* Opdracht
Vermeld elke regel uit de onderstaande items waarin de tekenreeks "dark" voorkomt, en neem die regel volledig over.

* Aangeleverd materiaal
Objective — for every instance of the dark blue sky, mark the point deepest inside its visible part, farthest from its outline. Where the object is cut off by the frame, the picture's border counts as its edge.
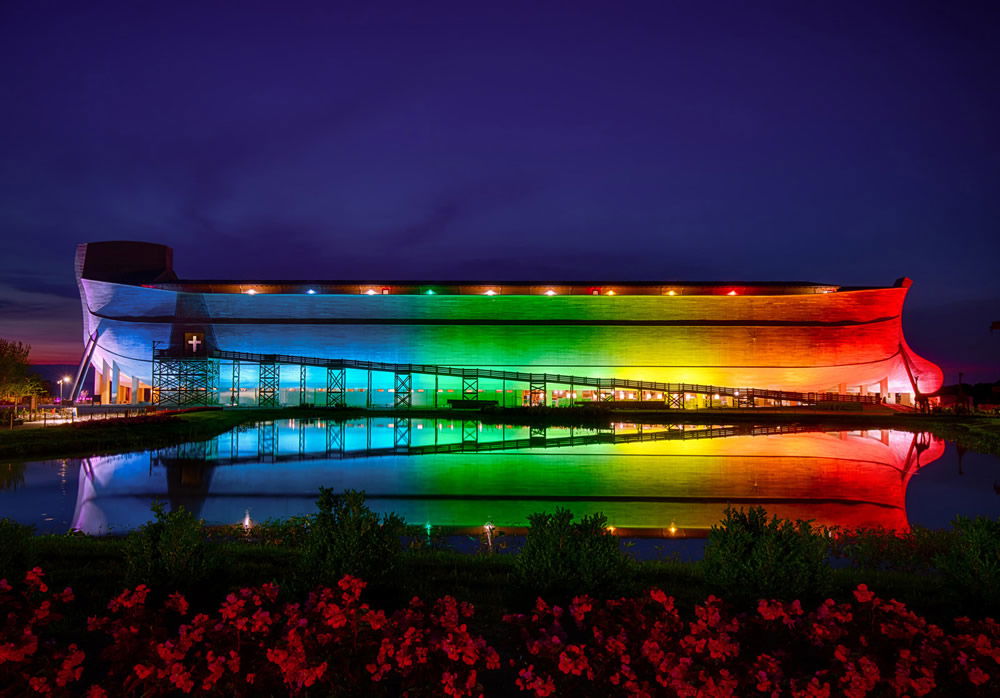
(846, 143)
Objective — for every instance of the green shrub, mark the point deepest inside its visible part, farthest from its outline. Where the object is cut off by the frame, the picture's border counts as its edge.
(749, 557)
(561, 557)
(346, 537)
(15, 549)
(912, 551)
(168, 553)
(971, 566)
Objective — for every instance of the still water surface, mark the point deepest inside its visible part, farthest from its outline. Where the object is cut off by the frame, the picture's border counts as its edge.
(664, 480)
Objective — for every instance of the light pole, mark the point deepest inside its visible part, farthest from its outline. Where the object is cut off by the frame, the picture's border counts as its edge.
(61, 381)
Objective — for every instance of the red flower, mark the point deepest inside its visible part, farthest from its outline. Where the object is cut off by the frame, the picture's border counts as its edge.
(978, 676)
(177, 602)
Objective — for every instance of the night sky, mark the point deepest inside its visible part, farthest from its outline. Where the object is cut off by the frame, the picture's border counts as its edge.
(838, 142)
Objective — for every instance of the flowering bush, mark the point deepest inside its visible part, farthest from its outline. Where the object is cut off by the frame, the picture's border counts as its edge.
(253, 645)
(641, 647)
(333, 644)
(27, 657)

==

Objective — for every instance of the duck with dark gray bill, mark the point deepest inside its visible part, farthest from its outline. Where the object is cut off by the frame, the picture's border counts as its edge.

* Antwoord
Objective — for every instance of the dark blue sky, mark the point deepest inside its visible part, farthest from its outline. Where the object is cut off by the frame, the picture's border counts as its edge.
Objective — for every instance of the duck with dark gray bill, mark the point deepest inside its visible part, farthest from its outline. Where the object is cut off by the frame, the picture's border counts as its edge.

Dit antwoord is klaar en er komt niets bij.